Click above for a photo tour of Radical Eats
Imagine that some celestial prankster combined a late 1960s hippie commune mess hall with a small-town Texas cafe and plopped the result among the tire stores and taquerias of Fulton Street, northeast of downtown Houston.
Picture the rakish vegetable garden out back, scraggy with winter greens and herbs, among a welter of shipping pallets and watering cans. Let your mind’s eye pause on the chalkboard for the daily vegan Mexican specials — that’s right, as in the brand of vegetarianism that avoids all animal products, including dairy and eggs.
KPFT radio should be playing on your mental soundtrack as you eyeball a sculpture twisted out of a brown paper bag and wait for your fried-avocado tacos to appear.
That’s not a stretch, that’s the six-month-old Radical Eats cafe, a quirky world unto itself amid its unlikely setting. This isn’t a restaurant for everybody — it’s on the scruffy side, and they are often out of dishes on their short menu — but I found myself curiously charmed by the place, mostly because the flavors they traffic in are so joyous.
Take, for instance, the fried-avocado tacos I asked you to imagine.

MATERIAL:
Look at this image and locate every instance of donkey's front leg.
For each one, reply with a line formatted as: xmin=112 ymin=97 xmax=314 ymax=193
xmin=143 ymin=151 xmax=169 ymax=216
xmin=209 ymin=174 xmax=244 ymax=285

TO-DO LIST:
(a) In the Radical Eats review, on what street is the cafe located?
(b) Reproduce the passage of the Radical Eats review from "Click above for" up to and including "tacos to appear.".

REPLIES:
(a) Fulton Street, northeast of downtown Houston.

(b)
Click above for a photo tour of Radical Eats
Imagine that some celestial prankster combined a late 1960s hippie commune mess hall with a small-town Texas cafe and plopped the result among the tire stores and taquerias of Fulton Street, northeast of downtown Houston.
Picture the rakish vegetable garden out back, scraggy with winter greens and herbs, among a welter of shipping pallets and watering cans. Let your mind’s eye pause on the chalkboard for the daily vegan Mexican specials — that’s right, as in the brand of vegetarianism that avoids all animal products, including dairy and eggs.
KPFT radio should be playing on your mental soundtrack as you eyeball a sculpture twisted out of a brown paper bag and wait for your fried-avocado tacos to appear.